PROBLEM TO SOLVE: Rewrite the entries from the line that contains "find the blurred" through the end of the entries, changing "drooping branch" to "hanging branch" and leaving everything else as it is. Return only those lines.

Coordinate annotation entries:
____

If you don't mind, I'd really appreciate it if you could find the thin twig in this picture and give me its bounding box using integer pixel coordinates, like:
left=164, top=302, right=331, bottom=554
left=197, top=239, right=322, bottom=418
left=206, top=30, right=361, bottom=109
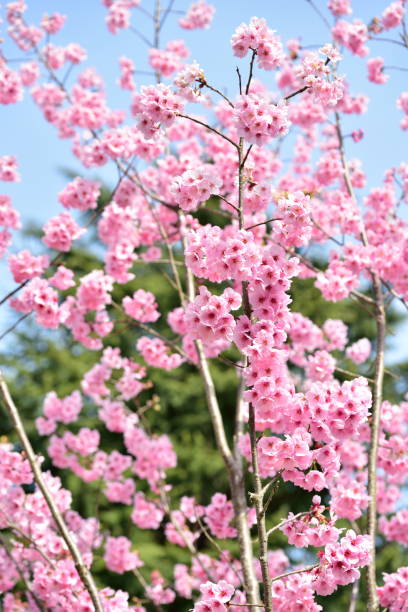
left=176, top=113, right=238, bottom=149
left=245, top=49, right=257, bottom=95
left=0, top=372, right=103, bottom=612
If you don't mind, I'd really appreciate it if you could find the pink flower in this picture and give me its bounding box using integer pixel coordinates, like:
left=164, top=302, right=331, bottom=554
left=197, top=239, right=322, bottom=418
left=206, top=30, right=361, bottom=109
left=43, top=213, right=86, bottom=252
left=179, top=0, right=215, bottom=30
left=8, top=250, right=49, bottom=283
left=231, top=17, right=284, bottom=70
left=122, top=289, right=160, bottom=323
left=367, top=57, right=389, bottom=85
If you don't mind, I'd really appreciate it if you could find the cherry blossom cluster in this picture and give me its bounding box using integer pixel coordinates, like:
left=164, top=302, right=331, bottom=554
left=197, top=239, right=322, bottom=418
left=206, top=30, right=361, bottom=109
left=0, top=0, right=408, bottom=612
left=231, top=17, right=284, bottom=70
left=179, top=0, right=215, bottom=30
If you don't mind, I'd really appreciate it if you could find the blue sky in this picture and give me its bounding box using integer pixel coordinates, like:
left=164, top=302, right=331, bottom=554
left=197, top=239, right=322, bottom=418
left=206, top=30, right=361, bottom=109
left=0, top=0, right=408, bottom=357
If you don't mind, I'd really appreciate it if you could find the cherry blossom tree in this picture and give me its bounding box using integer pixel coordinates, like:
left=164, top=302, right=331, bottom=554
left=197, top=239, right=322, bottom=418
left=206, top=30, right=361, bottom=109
left=0, top=0, right=408, bottom=612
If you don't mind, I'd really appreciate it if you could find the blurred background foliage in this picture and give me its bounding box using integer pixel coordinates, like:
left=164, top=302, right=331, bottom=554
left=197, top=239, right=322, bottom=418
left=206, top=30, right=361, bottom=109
left=0, top=189, right=408, bottom=612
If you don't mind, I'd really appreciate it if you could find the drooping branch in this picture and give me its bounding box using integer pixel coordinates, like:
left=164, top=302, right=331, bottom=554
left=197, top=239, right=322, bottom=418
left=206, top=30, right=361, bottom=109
left=0, top=372, right=103, bottom=612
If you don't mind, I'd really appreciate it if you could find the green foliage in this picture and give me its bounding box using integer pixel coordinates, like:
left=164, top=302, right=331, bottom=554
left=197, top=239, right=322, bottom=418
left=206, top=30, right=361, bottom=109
left=0, top=209, right=408, bottom=612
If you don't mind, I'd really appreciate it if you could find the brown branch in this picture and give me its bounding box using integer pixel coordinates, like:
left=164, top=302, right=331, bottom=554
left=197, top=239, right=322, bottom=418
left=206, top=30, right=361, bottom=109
left=367, top=274, right=386, bottom=612
left=0, top=372, right=103, bottom=612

____

SOLUTION FOR THIS EXERCISE:
If you don't mind, I'd really appreciate it if you could find the blurred background foliage in this picture and give me its bounding box using integer pixel coordinates, like:
left=164, top=302, right=331, bottom=554
left=197, top=239, right=322, bottom=418
left=206, top=30, right=361, bottom=109
left=0, top=189, right=408, bottom=612
If you don't mind, I'd really appreciate it if you could find the hanging branch in this picture and give me its bounding box using integer pixel coordinates, like:
left=164, top=302, right=331, bottom=554
left=197, top=239, right=322, bottom=418
left=206, top=30, right=361, bottom=109
left=0, top=372, right=103, bottom=612
If you don't mind, I'd really appreciate it if you could find the green foliage in this picture and give me its bounding box using integer pixel coordinates, like:
left=164, top=302, right=331, bottom=554
left=197, top=239, right=322, bottom=418
left=206, top=30, right=361, bottom=109
left=0, top=209, right=408, bottom=612
If you don't mind, I'd really appreciate it if you could find the brown branch in this picture and give me its bounding box using integer pixel coordinates, like:
left=164, top=302, right=331, bottom=554
left=197, top=239, right=322, bottom=418
left=206, top=30, right=361, bottom=109
left=367, top=274, right=386, bottom=612
left=0, top=372, right=103, bottom=612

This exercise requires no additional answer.